**TEXTE EXTRAIT**
════
Comme un retour à la vie d’avant pour la candidate PS malheureuse à la présidentielle. Dans les salons de l’ancienne mairie du IVe arrondissement, devenue l’Académie du Climat, Anne Hidalgo a annoncé ce mercredi vouloir faire évoluer le périphérique d’une «ceinture grise» à une «ceinture verte» de la capitale d’ici à 2030. Vaste chantier pour l’une des routes les plus empruntées d’Europe.
Même s’il n’y a pas de révélations fracassantes, la maire de Paris promet une transformation qui sera très concrète, déjà en discussion depuis plusieurs années : la réduction de la circulation à deux fois trois voies, contre quatre sur nombre de tronçons aujourd’hui. A cet égard, les Jeux olympiques pourraient faire figure de transition, l’idée étant que la «voie olympique», qui sera réservée pendant la compétition aux participants (athlètes, officiels, secours), soit ensuite réservée aux bus, taxis et covoiturage. «Une préfiguration de ce qui pourrait être pérennisé», a poursuivi Anne Hidalgo. Ce qu’a confirmé son adjoint (EE-LV) aux mobilités, David Belliard, un aménagement qui devrait entraîner selon lui la disparition de 80 000 véhicules de la circulation.
Sont également au programme la végétalisation de 10 hectares de ce ruban de bitume, des voies latérales au périph ainsi que la plantation de 70 000 arbres en 2030 et 45 000 dès 2024, alors que 18 000 ont déjà été plantés depuis 2020, a précisé Christophe Najdovski, en charge de la végétalisation de l’espace public et des espaces verts. Les transformations actuelles et futures des portes doivent elles aussi participer de ce changement annoncé.
════
**DONNÉES AFFICHÉES**
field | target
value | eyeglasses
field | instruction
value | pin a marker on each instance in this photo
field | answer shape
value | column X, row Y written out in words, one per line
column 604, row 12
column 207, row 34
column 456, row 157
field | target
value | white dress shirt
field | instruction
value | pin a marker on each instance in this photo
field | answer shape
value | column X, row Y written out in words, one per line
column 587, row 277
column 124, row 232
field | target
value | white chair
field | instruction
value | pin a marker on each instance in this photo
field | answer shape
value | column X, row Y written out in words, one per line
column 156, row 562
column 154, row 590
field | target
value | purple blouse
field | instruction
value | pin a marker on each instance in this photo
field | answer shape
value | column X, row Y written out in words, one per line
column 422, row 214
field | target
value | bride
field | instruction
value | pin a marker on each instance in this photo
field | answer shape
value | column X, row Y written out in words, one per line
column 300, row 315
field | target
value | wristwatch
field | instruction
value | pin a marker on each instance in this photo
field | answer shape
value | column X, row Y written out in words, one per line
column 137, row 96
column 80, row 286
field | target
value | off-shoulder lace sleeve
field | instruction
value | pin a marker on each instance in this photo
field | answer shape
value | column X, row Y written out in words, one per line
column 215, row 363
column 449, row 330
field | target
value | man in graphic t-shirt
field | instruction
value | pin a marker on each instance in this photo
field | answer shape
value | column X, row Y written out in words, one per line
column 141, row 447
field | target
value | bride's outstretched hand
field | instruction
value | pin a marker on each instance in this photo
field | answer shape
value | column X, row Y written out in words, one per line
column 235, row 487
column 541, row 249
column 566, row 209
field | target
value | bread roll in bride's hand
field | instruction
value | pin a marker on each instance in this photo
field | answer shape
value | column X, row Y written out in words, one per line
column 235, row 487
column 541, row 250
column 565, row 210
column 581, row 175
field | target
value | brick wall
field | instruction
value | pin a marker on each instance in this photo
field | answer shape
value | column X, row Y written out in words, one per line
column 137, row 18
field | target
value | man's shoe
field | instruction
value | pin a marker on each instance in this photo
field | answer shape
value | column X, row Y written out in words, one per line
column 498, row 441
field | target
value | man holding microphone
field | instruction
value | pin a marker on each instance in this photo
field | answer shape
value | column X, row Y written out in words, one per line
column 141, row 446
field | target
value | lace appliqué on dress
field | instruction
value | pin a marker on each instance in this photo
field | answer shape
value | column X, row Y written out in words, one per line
════
**TRAVAIL DEMANDÉ**
1. Reprenez sous forme de liste le paragraphe de l'article sur le périphérique qui commence par « Sont également au programme », en conservant ses faits principaux.
2. Indiquez combien de lignes des enregistrements contiennent la chaîne « shirt ». Donnez uniquement le nombre.

**RÉPONSES PAR TÂCHE**
1.
- Végétalisation de 10 hectares du périphérique, voies latérales comprises.
- Plantation de 45 000 arbres dès 2024 et de 70 000 en 2030. 18 000 ont déjà été plantés depuis 2020. Ces chiffres ont été précisés par Christophe Najdovski, chargé de la végétalisation de l'espace public et des espaces verts.
- Les transformations actuelles et futures des portes doivent aussi contribuer à ce changement.

2. 2